Reproduce the data below without any change, starting at the line that contains "Which region of this photo contains the elderly" and continuing through the end of the data.
── SUPPLIED DATA ──
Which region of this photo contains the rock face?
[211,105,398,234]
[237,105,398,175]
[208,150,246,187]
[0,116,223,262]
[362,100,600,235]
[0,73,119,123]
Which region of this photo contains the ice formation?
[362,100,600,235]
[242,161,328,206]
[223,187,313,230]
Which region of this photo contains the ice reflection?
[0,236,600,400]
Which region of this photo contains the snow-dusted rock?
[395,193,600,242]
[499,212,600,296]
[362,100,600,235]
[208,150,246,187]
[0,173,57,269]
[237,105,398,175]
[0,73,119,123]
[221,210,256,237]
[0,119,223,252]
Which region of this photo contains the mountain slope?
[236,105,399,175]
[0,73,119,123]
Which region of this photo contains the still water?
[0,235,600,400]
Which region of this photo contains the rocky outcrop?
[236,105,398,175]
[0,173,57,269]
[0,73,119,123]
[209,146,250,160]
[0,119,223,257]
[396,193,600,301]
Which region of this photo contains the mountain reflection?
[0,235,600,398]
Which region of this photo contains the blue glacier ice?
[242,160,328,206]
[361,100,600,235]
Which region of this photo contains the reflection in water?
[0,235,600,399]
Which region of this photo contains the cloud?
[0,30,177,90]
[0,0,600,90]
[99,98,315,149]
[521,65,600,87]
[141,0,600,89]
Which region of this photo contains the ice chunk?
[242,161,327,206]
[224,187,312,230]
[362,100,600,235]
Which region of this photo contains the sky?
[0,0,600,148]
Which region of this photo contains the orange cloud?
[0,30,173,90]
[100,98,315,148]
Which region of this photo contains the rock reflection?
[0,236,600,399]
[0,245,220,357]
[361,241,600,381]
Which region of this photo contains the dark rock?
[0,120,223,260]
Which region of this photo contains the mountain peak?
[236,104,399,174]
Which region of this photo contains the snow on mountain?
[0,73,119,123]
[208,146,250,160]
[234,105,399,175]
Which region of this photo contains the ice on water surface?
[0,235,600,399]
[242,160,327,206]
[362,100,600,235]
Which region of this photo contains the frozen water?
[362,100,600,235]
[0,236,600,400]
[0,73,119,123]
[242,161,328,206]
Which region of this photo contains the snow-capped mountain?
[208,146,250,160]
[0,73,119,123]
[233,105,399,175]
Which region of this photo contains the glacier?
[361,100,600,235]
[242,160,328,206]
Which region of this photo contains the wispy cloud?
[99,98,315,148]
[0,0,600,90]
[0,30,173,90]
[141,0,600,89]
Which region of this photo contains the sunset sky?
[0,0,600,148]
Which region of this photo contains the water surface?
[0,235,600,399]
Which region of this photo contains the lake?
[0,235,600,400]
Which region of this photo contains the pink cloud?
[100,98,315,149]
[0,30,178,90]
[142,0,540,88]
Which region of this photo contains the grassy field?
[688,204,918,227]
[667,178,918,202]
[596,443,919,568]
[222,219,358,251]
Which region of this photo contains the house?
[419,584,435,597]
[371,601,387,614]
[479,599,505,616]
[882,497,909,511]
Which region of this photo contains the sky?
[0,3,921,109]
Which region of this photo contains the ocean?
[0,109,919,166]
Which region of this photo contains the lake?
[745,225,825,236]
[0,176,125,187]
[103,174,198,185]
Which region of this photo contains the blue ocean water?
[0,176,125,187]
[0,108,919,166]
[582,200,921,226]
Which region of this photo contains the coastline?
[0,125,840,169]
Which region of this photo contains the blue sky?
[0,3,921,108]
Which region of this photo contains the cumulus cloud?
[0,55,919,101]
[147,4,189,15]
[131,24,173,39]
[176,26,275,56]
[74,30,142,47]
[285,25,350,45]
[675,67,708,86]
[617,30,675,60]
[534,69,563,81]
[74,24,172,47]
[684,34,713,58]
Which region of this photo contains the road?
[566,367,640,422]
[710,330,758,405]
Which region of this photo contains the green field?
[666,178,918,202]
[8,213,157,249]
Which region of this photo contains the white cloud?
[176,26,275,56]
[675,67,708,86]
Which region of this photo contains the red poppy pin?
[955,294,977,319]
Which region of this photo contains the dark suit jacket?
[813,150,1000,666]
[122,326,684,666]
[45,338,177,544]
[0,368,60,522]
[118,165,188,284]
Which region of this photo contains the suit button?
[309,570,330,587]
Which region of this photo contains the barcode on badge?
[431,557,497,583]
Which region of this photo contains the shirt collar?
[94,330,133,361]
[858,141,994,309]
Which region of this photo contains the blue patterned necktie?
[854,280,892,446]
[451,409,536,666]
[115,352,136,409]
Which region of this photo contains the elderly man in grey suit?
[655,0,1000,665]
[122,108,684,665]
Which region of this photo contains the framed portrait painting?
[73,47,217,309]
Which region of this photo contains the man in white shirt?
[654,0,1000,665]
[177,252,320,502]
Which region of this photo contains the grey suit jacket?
───
▸ **RESULT FOR THIS EXERCISE**:
Which region of this photo contains the elderly man in grey suit?
[655,0,1000,665]
[122,108,684,665]
Which region of this photo contains the framed portrait painting?
[73,47,217,309]
Which region of this photo contains the man in white shirt?
[654,0,1000,665]
[177,252,320,502]
Which region of this photo contains the grey suit jacket?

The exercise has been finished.